• Tarefa 1: No texto sobre o governo de Daniel Noboa, reescreva em forma de lista o parágrafo que começa com "A “Lei Orgânica de Integridade Pública”", mantendo seus fatos principais.
• Tarefa 2: No texto sobre o governo de Daniel Noboa, troque "presidente" por "mandatário" no trecho que começa em "Por Mario Unda" e termina em "candidato do correísmo.".

Por Mario Unda
Em janeiro de 2024, o presidente Daniel Noboa declarou a existência de um “conflito armado interno” e decretou uma guerra contra “grupos terroristas”, que na época eram grupos ligados ao “crime organizado internacional”: “Ordenei que as forças armadas realizassem operações militares para neutralizar esses grupos”, disse ele, e identificou mais de 20 grupos[1]. Esse discurso, diante de uma sociedade assustada com o aumento da violência e com as evidências da infiltração das forças armadas, da polícia, dos juízes e promotores no negócio das drogas, permitiu que ele aumentasse seu apoio entre a população. Além disso, ao se apropriar da polarização contra o progressismo e desenvolver uma política eleitoral clientelista, ela conseguiu triunfar nas eleições de 2025 contra o candidato do correísmo.
Enquanto isso, no final de 2024, assinou uma carta de intenções com o Fundo Monetário Internacional, na qual se ofereceu para aprofundar a implementação do modelo neoliberal e reforçar o extrativismo – e cumpriu.
Por outro lado, desde o início de seu novo mandato em maio de 2025, ele promulgou vários acordos, decretos e leis, alguns deles enganosamente camuflados sob o disfarce de “projetos econômicos urgentes” que buscam fornecer cobertura legal para o modelo econômico e a mudança de regime político.
A promulgação de novos estados de emergência acompanhou esse desenvolvimento, assim como o aumento de 3 pontos no IVA, com o argumento de que esses recursos seriam usados para financiar o “conflito armado interno”. No entanto, os números oficiais mostram que a violência, longe de ser controlada, aumentou.
Entretanto, se as novas leis forem analisadas, pode-se observar uma modificação substancial. Até o início de seu segundo mandato, seu discurso permaneceu mais ou menos inalterado, e o mesmo se repetiu nos considerandos e justificativas de leis como a lei de segurança (aprovada em junho de 2025). No mesmo mês, apenas alguns dias depois, foi aprovada a chamada “Lei de Solidariedade Nacional”, que ainda alegava se concentrar na luta contra “grupos do crime organizado”, mas a partir de então a ênfase mudou consideravelmente.
As leis não têm como alvo o “crime organizado”.
A “Lei Orgânica de Integridade Pública”, que data da última semana de junho, é justificada na luta contra a corrupção, mas visa, acima de tudo, criar mecanismos administrativos que possibilitem a demissão de funcionários do setor público, tornar mais precários os novos empregos no setor público e os contratos temporários, e limitar ainda mais as possibilidades de organização dos funcionários públicos.

(Dados de localização de pontos)
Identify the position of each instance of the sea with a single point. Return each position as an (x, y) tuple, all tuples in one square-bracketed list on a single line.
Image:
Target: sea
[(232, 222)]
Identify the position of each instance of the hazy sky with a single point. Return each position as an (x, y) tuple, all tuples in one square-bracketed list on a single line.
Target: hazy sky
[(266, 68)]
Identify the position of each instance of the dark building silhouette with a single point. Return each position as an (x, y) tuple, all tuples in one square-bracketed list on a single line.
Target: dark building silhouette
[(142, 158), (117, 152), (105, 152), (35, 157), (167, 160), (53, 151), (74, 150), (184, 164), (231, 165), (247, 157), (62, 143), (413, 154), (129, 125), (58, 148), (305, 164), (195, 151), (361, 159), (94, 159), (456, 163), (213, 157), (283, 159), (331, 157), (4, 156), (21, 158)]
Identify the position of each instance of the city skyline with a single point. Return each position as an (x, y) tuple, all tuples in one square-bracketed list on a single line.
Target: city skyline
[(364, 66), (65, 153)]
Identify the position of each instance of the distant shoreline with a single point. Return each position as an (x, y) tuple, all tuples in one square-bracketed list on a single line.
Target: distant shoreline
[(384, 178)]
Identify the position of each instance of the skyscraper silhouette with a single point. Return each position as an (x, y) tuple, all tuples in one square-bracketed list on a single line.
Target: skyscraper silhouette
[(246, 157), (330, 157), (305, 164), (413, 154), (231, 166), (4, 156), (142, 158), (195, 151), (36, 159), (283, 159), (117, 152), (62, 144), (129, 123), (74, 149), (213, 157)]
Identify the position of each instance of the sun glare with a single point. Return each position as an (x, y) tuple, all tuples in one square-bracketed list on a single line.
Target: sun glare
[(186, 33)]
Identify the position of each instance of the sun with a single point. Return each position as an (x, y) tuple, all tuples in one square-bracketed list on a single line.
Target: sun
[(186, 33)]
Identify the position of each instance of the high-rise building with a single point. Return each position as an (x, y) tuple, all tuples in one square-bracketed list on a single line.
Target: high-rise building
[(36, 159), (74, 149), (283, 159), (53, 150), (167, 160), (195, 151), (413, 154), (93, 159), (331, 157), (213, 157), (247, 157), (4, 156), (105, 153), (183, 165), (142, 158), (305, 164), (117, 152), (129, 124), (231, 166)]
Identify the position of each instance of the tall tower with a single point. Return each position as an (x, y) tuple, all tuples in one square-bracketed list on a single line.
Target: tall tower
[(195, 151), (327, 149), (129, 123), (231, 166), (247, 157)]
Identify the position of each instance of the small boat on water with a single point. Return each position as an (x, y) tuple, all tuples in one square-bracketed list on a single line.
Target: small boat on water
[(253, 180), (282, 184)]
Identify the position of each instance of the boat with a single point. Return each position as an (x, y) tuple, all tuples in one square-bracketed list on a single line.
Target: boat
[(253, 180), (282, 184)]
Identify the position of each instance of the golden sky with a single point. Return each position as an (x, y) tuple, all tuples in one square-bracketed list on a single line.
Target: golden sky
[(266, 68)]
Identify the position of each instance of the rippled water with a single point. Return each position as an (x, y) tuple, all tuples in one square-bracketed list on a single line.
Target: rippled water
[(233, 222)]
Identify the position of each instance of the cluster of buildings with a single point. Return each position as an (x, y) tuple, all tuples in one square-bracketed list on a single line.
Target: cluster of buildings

---

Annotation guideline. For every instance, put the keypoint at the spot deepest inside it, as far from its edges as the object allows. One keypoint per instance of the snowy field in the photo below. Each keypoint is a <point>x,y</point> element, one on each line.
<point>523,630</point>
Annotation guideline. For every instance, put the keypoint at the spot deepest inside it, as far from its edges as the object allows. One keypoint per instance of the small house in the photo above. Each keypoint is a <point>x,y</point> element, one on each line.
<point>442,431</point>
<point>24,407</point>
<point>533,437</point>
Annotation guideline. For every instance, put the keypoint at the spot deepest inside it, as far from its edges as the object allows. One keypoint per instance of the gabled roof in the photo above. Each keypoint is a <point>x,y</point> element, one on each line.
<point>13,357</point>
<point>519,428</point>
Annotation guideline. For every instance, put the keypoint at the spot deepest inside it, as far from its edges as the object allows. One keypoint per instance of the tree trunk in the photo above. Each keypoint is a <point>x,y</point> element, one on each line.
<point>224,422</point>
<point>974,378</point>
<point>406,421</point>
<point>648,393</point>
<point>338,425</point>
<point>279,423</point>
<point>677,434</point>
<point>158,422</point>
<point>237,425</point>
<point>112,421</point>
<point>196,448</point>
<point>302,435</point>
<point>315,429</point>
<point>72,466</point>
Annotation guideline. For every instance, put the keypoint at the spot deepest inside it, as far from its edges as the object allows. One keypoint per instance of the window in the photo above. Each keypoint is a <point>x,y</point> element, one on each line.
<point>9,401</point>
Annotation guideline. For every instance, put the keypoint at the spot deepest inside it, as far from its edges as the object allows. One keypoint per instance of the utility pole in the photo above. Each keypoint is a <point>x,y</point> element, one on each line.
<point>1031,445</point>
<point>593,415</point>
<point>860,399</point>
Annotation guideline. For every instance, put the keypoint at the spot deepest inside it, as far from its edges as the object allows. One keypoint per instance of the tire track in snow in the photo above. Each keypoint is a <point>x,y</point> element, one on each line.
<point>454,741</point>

--

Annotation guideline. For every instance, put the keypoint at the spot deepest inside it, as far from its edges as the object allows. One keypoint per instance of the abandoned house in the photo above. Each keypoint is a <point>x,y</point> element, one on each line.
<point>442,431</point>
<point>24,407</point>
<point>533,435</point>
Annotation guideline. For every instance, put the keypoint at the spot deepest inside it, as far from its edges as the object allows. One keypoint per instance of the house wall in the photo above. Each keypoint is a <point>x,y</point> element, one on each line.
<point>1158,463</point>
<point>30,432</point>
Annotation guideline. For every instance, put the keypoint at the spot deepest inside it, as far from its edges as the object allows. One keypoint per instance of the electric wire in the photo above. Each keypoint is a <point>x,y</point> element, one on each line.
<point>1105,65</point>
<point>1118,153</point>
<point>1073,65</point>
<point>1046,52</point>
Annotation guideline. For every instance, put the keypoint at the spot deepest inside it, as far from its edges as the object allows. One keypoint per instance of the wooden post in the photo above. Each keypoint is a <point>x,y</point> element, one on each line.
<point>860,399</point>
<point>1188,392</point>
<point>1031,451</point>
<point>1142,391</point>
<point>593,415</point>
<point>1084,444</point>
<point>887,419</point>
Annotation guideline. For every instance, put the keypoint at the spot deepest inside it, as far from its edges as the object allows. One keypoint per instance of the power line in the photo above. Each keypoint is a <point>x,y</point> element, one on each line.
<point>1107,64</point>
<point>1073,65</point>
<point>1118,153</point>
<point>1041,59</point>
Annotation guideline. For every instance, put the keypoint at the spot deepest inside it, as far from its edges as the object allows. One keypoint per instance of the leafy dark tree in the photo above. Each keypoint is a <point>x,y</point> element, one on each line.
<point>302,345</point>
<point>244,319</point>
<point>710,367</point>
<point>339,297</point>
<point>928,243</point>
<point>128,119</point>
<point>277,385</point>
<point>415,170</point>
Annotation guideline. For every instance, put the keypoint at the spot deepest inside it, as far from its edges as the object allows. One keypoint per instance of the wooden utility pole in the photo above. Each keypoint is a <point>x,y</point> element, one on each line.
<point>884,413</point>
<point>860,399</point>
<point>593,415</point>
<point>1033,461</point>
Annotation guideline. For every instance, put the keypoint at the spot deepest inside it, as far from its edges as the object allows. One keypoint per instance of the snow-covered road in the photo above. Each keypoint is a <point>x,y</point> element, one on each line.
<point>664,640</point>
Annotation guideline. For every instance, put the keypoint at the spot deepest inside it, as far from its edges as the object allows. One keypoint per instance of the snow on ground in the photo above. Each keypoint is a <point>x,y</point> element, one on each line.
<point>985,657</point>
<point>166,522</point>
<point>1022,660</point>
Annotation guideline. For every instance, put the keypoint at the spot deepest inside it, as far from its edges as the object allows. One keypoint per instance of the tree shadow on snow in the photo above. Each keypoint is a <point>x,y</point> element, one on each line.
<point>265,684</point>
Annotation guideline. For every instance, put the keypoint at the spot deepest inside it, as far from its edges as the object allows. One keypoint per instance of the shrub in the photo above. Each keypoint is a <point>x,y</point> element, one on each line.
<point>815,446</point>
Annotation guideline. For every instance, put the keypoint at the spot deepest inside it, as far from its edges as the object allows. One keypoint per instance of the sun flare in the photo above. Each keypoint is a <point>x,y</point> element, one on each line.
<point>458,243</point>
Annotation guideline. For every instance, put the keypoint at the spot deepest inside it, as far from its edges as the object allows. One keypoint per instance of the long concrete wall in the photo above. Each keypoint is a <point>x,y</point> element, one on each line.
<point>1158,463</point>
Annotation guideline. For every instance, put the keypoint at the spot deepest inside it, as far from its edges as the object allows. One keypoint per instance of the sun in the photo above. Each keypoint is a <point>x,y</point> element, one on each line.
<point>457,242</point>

• Resposta escrita 1:
- Data da última semana de junho.
- É justificada na luta contra a corrupção.
- Visa, acima de tudo:
  - criar mecanismos administrativos que possibilitem a demissão de funcionários do setor público;
  - tornar mais precários os novos empregos no setor público e os contratos temporários;
  - limitar ainda mais as possibilidades de organização dos funcionários públicos.

• Resposta escrita 2:
Por Mario Unda
Em janeiro de 2024, o mandatário Daniel Noboa declarou a existência de um “conflito armado interno” e decretou uma guerra contra “grupos terroristas”, que na época eram grupos ligados ao “crime organizado internacional”: “Ordenei que as forças armadas realizassem operações militares para neutralizar esses grupos”, disse ele, e identificou mais de 20 grupos[1]. Esse discurso, diante de uma sociedade assustada com o aumento da violência e com as evidências da infiltração das forças armadas, da polícia, dos juízes e promotores no negócio das drogas, permitiu que ele aumentasse seu apoio entre a população. Além disso, ao se apropriar da polarização contra o progressismo e desenvolver uma política eleitoral clientelista, ela conseguiu triunfar nas eleições de 2025 contra o candidato do correísmo.